• PAGE EXTRACT
==================================================

Okay, now some little work before putting the new one in. Its time to go parts scouting. You will need axle seals. Most parts shops say there are a couple matches, however, its a lot safer and easier to just pop the old seals out and take them to the store and just have them match them up. There are a left and right seal, so don’t mix them up and remember what side u pulled each one out of. Next, you will want to get a clutch kit. Chances are, if you've blown your transmission, then u've fried your clutch. Heck, even if u haven’t, do you really wanna un bolt it all again sometime down the road to put a new clutch in? I didn’t think so...

Now in my situation, not only did I bust a hole on the outside of the case, there was also one on the inside of the case. So when my tranny came out, a whole bunch of tranny fluid came into my face because it was sitting in the bell housing. My clutch was ruined because that oil soaked into the clutch disc. This is the plate that causes friction for the car to move. If you got fluid on that, your clutch is screwed...go get a new one. While you are at the store, get your tranny fluid.
**DISCLAIMER**
I will not be responsible for the choice of tranny fluid. I had a lot of hard time trying to find the right stuff because I didn’t have my ford book. Ford told me it should be mercon dextron III. They didn’t say it was it for sure, but they said that should be what I need to use. I was confused because mercon dextron III is automatic transmission fluid...I had a manual. I went to a few parts stores; they all said the same thing. So, I crossed my fingers and bought 4 quarts of it.

==================================================

• MATERIAL SUPPLIED
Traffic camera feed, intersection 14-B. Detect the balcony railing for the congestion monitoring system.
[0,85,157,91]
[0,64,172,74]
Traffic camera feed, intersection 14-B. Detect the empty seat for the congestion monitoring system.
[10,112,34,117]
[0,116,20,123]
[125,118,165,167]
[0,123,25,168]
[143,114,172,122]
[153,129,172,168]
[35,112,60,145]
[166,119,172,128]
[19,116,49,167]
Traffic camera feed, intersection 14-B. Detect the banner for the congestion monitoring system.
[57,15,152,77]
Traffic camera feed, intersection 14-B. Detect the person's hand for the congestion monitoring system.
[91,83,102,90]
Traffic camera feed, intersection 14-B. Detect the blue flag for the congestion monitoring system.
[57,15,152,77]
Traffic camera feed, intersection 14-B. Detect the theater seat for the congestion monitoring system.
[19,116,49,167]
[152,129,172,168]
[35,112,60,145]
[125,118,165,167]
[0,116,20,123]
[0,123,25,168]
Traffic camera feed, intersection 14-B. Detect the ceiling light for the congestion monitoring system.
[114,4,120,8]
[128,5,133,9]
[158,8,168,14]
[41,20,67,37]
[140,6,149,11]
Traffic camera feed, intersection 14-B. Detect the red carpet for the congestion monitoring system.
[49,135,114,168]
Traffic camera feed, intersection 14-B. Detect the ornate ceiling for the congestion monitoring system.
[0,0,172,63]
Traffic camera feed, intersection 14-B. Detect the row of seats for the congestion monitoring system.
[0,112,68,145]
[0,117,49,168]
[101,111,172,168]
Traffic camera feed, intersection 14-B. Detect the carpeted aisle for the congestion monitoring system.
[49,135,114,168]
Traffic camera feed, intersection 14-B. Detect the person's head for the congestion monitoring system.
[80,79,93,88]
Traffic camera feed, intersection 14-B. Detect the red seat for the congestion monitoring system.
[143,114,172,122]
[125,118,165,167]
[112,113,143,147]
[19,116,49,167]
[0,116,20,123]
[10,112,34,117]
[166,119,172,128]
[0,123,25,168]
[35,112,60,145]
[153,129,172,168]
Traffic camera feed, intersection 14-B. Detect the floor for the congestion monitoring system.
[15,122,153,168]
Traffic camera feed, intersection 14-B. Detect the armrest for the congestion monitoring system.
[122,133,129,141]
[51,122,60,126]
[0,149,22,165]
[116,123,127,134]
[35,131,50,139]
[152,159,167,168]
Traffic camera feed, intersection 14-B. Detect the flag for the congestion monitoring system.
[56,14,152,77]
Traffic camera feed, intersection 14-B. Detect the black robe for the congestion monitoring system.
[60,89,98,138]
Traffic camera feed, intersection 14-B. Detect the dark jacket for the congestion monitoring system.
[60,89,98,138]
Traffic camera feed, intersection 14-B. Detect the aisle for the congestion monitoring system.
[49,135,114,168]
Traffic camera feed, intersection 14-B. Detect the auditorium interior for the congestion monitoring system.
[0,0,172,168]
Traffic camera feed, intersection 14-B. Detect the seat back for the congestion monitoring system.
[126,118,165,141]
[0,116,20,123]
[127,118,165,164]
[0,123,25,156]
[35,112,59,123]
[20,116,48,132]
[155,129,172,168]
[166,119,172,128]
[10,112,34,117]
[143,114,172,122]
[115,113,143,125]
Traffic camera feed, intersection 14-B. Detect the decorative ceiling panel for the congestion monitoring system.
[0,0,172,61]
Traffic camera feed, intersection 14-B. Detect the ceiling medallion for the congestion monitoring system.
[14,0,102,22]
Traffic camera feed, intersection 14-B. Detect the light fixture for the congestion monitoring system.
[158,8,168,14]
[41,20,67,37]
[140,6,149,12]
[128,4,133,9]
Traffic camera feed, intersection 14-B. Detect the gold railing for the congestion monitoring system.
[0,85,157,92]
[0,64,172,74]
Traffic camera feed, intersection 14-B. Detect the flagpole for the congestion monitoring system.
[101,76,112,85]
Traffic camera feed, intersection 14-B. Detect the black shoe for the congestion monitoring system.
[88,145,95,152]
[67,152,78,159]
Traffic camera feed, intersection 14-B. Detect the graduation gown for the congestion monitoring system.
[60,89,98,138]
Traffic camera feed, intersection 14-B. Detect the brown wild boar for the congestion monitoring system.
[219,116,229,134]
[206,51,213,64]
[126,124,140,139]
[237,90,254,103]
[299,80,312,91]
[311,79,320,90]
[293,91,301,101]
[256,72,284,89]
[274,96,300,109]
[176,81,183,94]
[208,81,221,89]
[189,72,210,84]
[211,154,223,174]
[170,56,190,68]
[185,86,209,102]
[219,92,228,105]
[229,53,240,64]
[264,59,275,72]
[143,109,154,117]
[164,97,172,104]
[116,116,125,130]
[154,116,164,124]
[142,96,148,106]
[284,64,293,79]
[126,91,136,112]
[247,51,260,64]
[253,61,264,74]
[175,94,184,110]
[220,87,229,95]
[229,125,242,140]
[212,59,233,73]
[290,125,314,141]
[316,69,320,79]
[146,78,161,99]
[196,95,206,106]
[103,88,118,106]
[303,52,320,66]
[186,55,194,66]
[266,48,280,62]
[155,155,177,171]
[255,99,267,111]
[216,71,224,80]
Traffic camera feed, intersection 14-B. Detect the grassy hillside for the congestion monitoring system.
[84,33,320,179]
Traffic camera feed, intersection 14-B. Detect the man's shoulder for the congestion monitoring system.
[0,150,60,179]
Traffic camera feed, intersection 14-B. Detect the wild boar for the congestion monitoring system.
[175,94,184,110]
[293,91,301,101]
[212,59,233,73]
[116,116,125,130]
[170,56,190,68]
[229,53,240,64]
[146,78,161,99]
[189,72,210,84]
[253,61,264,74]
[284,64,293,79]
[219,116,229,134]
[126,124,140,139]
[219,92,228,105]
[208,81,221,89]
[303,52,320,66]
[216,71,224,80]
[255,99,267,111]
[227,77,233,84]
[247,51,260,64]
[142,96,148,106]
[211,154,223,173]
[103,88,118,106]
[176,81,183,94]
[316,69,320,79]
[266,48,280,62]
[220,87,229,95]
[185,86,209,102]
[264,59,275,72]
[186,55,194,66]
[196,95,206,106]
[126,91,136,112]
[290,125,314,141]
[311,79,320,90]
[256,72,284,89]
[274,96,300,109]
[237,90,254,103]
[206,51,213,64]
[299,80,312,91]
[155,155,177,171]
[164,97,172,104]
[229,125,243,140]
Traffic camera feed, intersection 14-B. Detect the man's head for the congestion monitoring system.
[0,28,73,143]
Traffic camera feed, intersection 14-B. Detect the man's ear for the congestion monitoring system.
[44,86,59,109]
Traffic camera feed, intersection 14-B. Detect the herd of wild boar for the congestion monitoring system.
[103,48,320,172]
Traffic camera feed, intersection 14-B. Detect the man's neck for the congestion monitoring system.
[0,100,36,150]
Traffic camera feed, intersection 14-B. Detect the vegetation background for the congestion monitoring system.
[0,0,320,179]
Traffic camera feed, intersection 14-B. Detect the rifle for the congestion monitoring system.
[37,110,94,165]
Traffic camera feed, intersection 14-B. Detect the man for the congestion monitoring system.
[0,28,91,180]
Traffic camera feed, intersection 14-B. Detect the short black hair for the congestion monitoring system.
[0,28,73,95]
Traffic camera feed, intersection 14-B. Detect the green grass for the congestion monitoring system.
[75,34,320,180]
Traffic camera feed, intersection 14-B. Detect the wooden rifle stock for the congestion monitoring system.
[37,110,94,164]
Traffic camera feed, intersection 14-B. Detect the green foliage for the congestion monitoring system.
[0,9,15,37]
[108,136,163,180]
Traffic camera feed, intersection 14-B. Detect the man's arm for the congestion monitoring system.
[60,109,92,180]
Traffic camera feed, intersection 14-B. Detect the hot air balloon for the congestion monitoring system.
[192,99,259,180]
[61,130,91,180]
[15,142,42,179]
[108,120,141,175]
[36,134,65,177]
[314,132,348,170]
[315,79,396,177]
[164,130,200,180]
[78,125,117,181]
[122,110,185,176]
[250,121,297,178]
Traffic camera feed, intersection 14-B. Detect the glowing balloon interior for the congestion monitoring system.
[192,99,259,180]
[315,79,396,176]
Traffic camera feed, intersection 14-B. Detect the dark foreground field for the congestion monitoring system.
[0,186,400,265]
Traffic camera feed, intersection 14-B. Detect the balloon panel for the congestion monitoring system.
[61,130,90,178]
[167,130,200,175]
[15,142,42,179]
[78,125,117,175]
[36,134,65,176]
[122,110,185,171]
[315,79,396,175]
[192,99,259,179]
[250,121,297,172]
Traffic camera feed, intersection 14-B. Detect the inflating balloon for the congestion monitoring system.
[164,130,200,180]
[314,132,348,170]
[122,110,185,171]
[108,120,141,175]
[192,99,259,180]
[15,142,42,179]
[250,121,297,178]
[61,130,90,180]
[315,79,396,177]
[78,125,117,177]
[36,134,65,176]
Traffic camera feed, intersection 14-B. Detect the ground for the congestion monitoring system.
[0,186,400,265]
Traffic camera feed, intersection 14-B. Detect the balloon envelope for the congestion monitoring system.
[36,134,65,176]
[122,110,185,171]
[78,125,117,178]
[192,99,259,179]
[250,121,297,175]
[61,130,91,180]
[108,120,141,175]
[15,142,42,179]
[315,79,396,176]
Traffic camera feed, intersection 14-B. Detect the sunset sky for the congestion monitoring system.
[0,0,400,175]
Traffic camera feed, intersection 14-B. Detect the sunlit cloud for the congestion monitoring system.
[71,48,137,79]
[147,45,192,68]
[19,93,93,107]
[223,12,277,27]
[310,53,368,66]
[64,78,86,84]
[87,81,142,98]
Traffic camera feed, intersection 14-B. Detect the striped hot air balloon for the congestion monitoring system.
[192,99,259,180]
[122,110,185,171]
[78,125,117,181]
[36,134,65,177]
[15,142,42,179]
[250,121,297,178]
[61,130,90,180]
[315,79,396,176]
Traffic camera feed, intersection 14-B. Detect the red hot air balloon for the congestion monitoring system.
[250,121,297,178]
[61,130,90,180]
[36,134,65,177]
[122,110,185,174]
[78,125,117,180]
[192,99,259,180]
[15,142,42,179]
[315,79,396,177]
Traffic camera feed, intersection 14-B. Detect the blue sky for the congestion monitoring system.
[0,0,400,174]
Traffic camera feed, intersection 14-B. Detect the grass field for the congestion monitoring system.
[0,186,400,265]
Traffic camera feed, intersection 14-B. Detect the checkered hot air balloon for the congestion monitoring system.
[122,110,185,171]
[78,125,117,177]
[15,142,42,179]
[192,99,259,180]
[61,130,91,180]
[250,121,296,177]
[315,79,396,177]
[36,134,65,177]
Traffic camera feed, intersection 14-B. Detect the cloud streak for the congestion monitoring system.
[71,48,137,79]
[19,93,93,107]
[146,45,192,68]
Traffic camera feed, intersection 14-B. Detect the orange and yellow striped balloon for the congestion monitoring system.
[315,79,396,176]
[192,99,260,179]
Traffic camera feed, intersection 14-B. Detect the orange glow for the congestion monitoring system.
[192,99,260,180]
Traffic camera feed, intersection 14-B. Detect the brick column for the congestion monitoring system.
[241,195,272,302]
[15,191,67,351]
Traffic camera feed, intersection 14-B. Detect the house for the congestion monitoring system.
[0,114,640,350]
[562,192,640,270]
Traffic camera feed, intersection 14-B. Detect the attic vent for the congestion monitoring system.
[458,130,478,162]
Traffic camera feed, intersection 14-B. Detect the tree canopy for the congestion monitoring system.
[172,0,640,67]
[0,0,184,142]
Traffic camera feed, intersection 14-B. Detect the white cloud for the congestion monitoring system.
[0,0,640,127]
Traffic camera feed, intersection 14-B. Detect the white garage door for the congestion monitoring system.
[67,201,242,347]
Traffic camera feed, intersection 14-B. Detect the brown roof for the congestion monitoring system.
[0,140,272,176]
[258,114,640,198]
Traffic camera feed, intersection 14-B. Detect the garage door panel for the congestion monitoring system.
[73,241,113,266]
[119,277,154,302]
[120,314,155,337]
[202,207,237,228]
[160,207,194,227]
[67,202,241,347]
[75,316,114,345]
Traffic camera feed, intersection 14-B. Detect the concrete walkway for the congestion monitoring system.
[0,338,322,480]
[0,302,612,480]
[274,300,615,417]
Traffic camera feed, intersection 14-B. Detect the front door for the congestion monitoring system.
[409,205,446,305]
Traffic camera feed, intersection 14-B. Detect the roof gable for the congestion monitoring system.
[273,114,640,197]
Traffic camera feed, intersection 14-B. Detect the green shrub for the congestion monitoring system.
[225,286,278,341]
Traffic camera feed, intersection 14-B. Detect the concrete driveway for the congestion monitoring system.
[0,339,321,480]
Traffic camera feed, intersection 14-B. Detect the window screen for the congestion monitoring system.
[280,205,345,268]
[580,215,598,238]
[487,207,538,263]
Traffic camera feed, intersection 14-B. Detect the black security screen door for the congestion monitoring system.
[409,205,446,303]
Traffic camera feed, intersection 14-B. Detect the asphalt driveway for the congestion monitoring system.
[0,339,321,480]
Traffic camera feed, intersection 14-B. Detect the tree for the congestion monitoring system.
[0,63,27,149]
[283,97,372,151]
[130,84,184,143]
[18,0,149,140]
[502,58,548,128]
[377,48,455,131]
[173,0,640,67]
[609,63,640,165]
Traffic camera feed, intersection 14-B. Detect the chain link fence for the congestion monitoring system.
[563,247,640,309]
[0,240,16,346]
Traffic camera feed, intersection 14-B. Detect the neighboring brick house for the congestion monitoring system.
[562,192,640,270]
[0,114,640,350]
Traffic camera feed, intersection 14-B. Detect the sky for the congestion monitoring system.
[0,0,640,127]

==================================================

• COMPLETE THE FOLLOWING
a – From the transmission write-up, copy everything from "Now in my situation, not" down to "your tranny fluid.".
b – According to the transmission write-up, why was the writer's clutch ruined?
c – In the transmission write-up, how much transmission fluid did the writer buy?
The listing comes from a different source than the transmission write-up.

• RESPONSES TO THE TASKS
a –
Now in my situation, not only did I bust a hole on the outside of the case, there was also one on the inside of the case. So when my tranny came out, a whole bunch of tranny fluid came into my face because it was sitting in the bell housing. My clutch was ruined because that oil soaked into the clutch disc. This is the plate that causes friction for the car to move. If you got fluid on that, your clutch is screwed...go get a new one. While you are at the store, get your tranny fluid.

b – There was a hole on the inside of the transmission case as well as the outside, so transmission fluid was sitting in the bell housing. That oil soaked into the clutch disc, which ruined the clutch.

c – Four quarts of mercon dextron III.